DOCUMENT EXCERPT:
※ ※ ※
I can honestly say that if my story was different and had a horse handed to me, I would not be half the person I am today. Horses have taught me everything I know in life, even before I received Jilly. Thanks to my parents I know with every bone in my body that with a little hard work, you can accomplish anything you set your mind to. As for today, I have set the highest goals I can think of for myself in the horse industry. They scare me to death most days, but because of the Cowgirl Dreams way, I know it is within reach.

Other than my parents, of course, Geri was the first person to ever help me achieve my goals. Ever since then, I have had people bending over backwards for me. God truly has blessed me with the most amazing friends, family, and support system I could ask for. I think one of the most important things in life is to surround yourself with like-minded people. People who share your passion, people who are going to push you to catch that dream every day you wake up, and people that can remind you to keep your faith when nothing is going right.

The horse industry is a tough one to be in. I have always had struggle, after struggle, and I continue to struggle trying to make it in this world. I have been ready to give up countless times. I felt lost; in life, with my faith, and I felt like I should just sell my horses. But, if you are brave and stick it out, amazing things will happen. God’s timing is perfect and everything happens for a reason. I know first hand it is not always easy to remember that, but he put everyone here for a purpose. I truly believe deep down that this is what I am meant to do with my life. Horses are my one and only passion. I’ve always been that odd duck out, that crazy horse girl, and an outsider. I feel like I am just now understanding why, and that it is okay. Not okay, it is great!

My dad was my biggest critique. He was hard on me, never understood my love for horses, but always wanted the best for me. I started attending Michigan State University for Equine Management before he passed away. We argued all of the time, but I know he was happy that I finally found what I was looking for in life. I have been blessed to work under and meet some amazing people through my time at MSU. These people, my struggles, and my goals in life have lit a fire inside of me, and like I just said, God’s timing is perfect. All of my other plans haven’t worked out for a reason. I am still a hot mess most days. My life isn’t anywhere near perfect or where I want to be. I have a lot of regrets, a lot of buried feelings and hurt just like any other person. I am a beautiful disaster.

I love that Cowgirl Dreams is all about embracing YOU. You, plain and simple, just as you are. People are always going to have role models, someone to look up to, but you should never loose yourself in that. There is already a Fallon Taylor out in the world, but what about Melissa Jevicks? She is going to be great someday and I want others to realize that about themselves as well.
※ ※ ※
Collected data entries
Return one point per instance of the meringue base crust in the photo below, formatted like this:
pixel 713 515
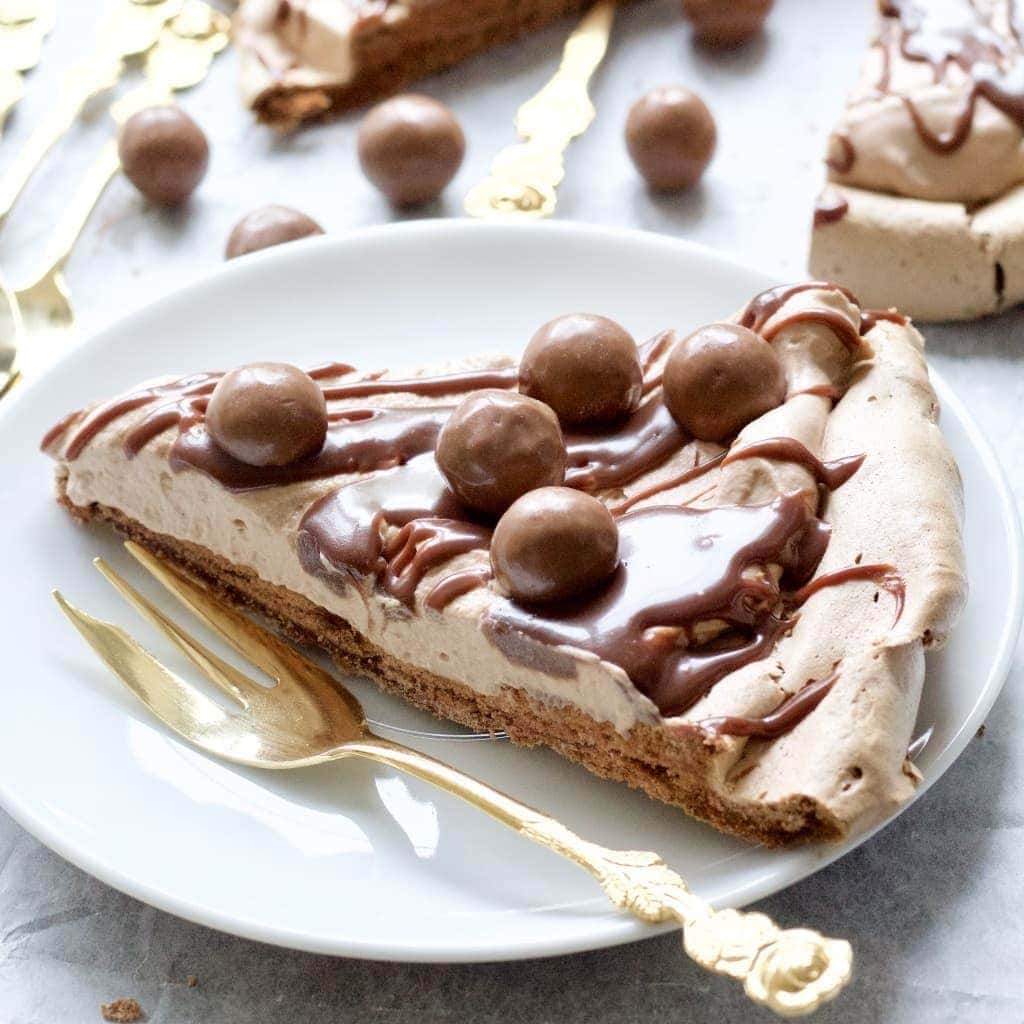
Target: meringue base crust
pixel 672 766
pixel 389 56
pixel 936 261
※ ※ ※
TASK: Duplicate the part of the horse essay above from "I can honestly" to "is within reach." word for word.

RESULT BELOW:
I can honestly say that if my story was different and had a horse handed to me, I would not be half the person I am today. Horses have taught me everything I know in life, even before I received Jilly. Thanks to my parents I know with every bone in my body that with a little hard work, you can accomplish anything you set your mind to. As for today, I have set the highest goals I can think of for myself in the horse industry. They scare me to death most days, but because of the Cowgirl Dreams way, I know it is within reach.